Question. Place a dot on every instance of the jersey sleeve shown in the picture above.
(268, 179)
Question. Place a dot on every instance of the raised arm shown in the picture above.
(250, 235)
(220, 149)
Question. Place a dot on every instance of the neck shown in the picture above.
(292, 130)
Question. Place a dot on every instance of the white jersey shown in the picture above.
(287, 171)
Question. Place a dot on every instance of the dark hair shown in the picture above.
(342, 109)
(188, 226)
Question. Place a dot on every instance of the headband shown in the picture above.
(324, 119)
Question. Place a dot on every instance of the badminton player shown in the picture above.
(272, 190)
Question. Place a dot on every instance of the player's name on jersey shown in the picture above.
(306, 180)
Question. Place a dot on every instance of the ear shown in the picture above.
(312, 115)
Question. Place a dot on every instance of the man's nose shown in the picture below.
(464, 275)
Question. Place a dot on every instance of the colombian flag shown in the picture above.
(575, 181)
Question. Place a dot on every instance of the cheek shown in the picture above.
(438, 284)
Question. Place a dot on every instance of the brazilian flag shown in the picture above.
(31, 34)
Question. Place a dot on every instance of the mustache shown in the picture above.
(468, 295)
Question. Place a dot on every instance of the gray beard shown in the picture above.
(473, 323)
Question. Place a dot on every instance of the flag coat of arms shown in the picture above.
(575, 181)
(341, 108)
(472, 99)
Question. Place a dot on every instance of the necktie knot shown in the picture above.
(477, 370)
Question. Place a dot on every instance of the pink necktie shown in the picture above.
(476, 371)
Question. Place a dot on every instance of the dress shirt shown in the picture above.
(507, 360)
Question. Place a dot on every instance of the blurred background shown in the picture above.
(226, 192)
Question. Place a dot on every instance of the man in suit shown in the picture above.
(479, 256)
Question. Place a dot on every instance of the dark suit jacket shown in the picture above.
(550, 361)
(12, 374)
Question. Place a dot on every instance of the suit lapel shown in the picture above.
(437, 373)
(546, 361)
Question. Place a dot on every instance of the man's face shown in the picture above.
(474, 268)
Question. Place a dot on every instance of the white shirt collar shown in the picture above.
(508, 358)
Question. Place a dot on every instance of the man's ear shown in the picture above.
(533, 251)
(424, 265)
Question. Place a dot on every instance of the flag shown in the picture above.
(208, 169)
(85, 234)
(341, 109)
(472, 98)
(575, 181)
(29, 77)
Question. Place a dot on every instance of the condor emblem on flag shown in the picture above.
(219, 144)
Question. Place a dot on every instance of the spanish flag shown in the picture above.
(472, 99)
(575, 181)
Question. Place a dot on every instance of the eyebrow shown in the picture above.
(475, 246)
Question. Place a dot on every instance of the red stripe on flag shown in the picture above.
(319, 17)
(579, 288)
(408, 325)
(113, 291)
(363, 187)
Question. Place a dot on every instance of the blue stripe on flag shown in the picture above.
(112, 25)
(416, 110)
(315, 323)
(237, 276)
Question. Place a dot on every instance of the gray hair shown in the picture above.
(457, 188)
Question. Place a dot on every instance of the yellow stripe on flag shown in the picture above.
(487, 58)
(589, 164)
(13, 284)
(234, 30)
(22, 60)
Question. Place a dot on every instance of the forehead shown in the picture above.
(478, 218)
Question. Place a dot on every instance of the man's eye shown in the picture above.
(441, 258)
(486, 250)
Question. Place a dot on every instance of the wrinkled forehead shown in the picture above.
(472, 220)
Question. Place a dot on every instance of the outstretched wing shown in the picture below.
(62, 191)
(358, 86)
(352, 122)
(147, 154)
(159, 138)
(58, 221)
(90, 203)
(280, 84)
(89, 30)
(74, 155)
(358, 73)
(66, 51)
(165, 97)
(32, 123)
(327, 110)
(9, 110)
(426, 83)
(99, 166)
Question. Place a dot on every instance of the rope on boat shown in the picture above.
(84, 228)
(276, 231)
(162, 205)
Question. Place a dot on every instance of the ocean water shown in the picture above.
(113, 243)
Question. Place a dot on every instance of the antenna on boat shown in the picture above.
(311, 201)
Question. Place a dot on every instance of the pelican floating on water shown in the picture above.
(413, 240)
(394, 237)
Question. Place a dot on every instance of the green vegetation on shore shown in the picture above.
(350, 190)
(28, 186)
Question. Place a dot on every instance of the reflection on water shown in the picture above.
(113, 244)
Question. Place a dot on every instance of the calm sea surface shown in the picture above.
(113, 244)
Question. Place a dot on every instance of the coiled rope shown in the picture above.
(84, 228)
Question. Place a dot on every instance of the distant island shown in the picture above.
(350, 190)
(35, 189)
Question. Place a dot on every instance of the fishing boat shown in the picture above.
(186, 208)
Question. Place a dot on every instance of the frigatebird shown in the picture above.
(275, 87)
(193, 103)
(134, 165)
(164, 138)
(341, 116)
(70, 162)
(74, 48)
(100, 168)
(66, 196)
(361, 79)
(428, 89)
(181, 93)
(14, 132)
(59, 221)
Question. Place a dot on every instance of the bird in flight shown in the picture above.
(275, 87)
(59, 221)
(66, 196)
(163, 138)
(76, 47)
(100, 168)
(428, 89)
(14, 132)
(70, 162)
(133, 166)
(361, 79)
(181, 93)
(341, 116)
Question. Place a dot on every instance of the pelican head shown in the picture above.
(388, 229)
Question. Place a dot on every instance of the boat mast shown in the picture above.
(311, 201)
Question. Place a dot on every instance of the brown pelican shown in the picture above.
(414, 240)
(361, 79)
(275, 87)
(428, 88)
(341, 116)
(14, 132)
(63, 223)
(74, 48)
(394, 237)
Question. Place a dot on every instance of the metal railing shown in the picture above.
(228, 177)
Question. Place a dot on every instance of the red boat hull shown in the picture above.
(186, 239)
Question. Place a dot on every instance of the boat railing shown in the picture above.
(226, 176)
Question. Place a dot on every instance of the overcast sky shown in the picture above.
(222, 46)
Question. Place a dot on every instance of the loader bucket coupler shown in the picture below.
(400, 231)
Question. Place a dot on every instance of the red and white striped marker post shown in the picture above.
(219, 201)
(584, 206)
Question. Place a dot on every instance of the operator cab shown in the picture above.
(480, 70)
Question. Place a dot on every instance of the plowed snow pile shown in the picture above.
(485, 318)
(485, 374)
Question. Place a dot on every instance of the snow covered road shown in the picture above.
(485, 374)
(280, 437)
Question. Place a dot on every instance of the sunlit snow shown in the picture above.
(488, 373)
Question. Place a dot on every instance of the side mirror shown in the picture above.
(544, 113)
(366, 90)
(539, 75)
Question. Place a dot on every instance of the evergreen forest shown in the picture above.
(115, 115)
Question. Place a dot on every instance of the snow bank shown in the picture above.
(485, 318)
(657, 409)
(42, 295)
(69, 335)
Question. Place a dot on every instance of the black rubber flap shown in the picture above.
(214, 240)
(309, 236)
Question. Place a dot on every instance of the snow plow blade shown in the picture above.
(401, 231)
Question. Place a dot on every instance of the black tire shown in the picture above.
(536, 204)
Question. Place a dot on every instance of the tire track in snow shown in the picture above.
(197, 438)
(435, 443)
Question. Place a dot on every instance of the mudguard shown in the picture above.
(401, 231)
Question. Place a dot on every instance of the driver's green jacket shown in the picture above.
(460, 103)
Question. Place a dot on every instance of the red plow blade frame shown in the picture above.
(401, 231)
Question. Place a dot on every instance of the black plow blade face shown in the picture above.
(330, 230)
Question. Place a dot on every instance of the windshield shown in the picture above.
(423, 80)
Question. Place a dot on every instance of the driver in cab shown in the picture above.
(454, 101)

• To be done: Only the lines from the one with "Question. Place a dot on every instance of the black tire" through the end of the material are wanted; copy them exactly, both ends included.

• Answer below:
Question. Place a dot on every instance of the black tire shown in the picture above.
(536, 204)
Question. Place a dot on every instance of the tire track in snow shown in the picture above.
(197, 438)
(435, 443)
Question. Place a dot on every instance of the mudguard shown in the picture above.
(401, 231)
Question. Place a dot on every instance of the driver's green jacket shown in the picture above.
(460, 103)
Question. Place a dot on every instance of the red plow blade frame shown in the picture above.
(401, 231)
Question. Place a dot on every instance of the black plow blade face shown in the picture above.
(330, 230)
Question. Place a dot on every instance of the windshield shown in the picture above.
(423, 80)
Question. Place a dot on every instance of the driver in cab shown in the picture above.
(454, 101)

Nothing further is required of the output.